TO BE DONE:
Show, in full, each line of the entries below that contains the word "stick". Letter case matters.

— START OF EXCERPTED DATA —

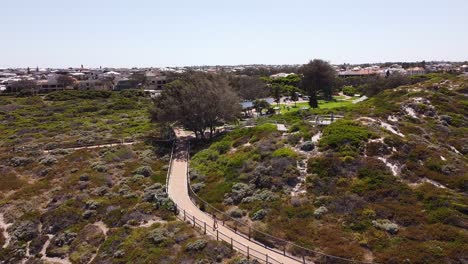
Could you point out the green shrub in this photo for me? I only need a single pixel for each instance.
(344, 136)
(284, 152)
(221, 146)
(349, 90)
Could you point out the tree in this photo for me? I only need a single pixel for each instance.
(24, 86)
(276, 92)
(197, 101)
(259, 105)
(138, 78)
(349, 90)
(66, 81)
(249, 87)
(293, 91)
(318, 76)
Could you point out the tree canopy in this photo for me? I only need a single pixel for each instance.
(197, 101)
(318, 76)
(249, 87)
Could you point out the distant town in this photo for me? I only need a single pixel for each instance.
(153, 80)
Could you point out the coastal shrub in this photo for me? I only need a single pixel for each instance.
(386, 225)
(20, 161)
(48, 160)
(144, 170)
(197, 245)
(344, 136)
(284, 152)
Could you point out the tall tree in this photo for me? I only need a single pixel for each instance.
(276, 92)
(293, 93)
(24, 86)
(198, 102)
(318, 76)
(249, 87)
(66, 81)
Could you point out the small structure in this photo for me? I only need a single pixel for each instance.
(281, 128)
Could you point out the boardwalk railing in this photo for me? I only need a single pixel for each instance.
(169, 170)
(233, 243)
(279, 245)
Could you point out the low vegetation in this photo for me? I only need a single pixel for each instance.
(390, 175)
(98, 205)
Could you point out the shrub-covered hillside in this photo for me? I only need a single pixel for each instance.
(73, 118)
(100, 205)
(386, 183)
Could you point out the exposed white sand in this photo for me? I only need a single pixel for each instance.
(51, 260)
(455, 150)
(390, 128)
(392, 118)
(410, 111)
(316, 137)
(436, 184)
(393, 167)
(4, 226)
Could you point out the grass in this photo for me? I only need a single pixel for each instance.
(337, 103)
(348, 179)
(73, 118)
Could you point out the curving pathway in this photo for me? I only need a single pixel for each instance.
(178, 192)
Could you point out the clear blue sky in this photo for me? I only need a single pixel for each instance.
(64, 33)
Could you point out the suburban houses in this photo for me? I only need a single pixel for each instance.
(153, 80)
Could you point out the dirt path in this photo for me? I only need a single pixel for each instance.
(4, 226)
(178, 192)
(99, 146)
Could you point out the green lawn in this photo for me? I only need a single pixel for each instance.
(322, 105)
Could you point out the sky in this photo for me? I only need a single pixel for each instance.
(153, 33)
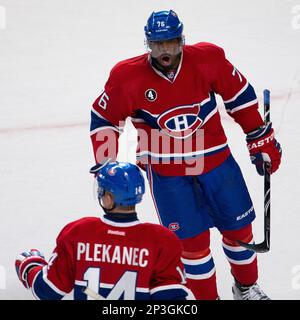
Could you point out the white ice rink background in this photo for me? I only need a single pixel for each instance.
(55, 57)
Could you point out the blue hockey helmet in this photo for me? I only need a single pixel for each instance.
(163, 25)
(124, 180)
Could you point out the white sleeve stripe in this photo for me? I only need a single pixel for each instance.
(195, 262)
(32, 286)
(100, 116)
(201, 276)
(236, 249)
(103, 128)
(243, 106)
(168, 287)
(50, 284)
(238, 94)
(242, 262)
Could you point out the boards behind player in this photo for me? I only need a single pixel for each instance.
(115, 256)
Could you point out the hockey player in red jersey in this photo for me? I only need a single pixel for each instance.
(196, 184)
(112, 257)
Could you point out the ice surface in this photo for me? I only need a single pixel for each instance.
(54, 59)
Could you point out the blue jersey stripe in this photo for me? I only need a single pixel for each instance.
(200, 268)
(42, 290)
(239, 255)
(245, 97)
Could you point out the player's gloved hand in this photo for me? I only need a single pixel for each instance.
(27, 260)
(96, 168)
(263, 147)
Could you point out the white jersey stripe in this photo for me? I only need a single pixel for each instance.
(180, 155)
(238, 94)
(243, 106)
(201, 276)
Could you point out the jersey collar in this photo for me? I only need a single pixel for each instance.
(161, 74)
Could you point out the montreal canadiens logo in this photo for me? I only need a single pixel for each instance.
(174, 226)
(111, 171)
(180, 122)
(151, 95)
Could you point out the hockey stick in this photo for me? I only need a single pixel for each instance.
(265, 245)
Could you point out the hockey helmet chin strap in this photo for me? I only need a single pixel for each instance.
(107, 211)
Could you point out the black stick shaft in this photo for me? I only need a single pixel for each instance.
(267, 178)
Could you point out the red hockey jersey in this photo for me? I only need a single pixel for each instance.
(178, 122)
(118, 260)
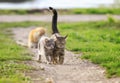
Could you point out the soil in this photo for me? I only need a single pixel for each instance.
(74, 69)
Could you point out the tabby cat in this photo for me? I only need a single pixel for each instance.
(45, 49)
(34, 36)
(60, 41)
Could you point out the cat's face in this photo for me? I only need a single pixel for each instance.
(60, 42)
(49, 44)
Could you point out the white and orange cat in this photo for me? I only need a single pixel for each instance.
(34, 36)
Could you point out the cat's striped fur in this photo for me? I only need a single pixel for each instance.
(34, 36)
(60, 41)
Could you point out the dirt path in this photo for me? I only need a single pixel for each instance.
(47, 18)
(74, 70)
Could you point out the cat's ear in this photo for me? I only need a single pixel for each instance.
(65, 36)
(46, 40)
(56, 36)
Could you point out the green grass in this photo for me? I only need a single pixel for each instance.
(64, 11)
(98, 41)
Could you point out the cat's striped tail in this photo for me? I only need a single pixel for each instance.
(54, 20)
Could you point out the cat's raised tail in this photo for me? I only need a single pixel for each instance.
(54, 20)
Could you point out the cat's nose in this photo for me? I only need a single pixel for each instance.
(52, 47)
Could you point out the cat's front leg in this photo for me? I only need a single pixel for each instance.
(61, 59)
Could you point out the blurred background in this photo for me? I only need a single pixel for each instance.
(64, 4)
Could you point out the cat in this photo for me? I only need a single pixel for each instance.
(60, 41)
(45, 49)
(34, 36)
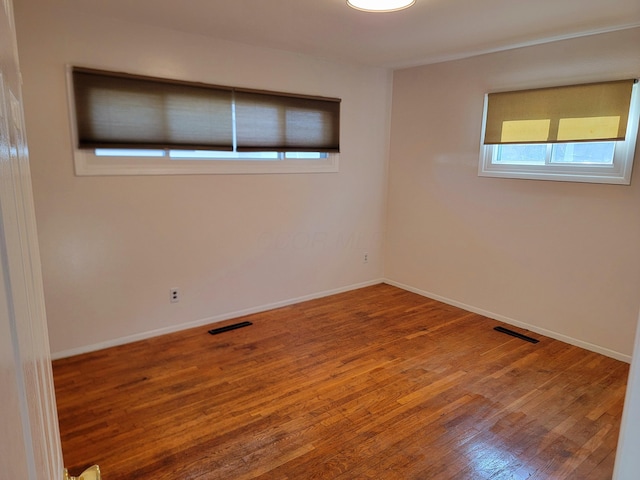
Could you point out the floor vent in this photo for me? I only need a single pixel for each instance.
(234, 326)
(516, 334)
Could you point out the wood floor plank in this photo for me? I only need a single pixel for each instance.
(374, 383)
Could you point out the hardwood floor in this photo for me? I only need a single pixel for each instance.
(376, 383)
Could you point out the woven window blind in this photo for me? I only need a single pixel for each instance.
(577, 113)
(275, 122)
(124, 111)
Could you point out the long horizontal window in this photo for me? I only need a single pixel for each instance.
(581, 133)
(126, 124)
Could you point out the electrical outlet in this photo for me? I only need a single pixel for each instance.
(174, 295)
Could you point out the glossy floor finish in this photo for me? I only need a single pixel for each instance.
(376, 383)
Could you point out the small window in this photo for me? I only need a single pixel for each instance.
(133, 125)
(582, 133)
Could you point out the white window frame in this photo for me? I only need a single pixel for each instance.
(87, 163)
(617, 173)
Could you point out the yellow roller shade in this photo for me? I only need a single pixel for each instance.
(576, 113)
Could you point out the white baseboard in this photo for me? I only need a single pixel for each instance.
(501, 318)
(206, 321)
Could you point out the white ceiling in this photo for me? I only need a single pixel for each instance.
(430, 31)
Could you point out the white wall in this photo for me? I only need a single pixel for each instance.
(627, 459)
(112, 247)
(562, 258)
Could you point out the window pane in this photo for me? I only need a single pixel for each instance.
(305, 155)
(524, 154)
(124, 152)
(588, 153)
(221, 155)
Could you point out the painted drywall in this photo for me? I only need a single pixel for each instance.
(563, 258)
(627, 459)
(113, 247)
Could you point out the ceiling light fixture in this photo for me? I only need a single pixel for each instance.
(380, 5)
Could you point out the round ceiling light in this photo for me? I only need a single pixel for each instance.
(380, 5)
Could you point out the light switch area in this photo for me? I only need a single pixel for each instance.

— END OF EXCERPTED DATA —
— START OF EXCERPTED DATA —

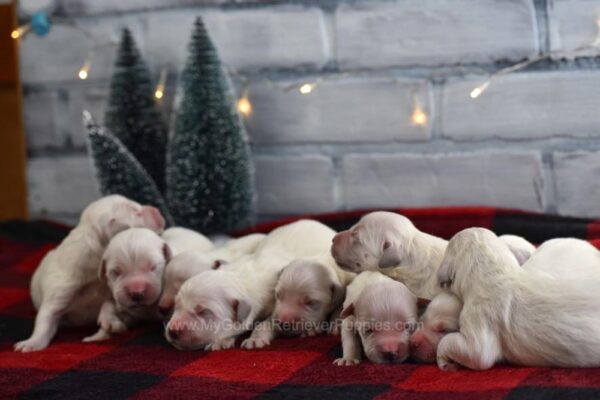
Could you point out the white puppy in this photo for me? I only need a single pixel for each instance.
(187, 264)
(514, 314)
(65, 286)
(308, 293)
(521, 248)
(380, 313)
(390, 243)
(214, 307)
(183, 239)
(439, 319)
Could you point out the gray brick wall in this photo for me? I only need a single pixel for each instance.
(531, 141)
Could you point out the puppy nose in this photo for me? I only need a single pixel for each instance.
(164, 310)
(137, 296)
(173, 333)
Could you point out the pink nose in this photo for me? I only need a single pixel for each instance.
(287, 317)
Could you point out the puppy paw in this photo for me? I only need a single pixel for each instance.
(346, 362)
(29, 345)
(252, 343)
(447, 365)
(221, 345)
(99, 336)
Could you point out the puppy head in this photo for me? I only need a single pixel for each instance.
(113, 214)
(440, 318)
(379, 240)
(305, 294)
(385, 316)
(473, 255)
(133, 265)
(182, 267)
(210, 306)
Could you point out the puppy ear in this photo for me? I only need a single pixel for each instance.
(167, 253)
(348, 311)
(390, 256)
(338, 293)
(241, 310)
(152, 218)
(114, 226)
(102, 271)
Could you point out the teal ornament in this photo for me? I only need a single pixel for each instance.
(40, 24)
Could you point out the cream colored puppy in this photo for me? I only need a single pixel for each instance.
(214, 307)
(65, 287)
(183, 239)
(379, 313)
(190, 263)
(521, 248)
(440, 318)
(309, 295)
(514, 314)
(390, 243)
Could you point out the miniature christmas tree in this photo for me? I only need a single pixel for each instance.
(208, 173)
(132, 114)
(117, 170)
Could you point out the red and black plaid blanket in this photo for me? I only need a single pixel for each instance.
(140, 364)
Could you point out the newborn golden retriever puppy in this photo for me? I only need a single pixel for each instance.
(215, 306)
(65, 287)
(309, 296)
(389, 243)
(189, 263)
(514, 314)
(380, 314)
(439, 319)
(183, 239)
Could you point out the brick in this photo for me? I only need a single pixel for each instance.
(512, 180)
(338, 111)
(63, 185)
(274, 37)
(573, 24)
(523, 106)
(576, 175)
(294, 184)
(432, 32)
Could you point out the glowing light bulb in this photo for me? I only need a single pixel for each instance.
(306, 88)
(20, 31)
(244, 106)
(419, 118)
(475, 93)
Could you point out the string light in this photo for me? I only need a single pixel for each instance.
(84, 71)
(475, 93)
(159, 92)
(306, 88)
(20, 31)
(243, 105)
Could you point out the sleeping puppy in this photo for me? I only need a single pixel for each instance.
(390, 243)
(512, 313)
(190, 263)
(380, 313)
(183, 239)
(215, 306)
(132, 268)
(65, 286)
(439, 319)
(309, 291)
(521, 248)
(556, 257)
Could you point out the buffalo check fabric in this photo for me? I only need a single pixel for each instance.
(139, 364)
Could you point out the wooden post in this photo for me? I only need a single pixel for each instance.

— END OF EXCERPTED DATA —

THE REPLY:
Could you point out the hockey stick in this photo for me? I only need a single pixel for each instance.
Could you point out the black stick shaft in this photo for me? I only need a single pixel for each instance.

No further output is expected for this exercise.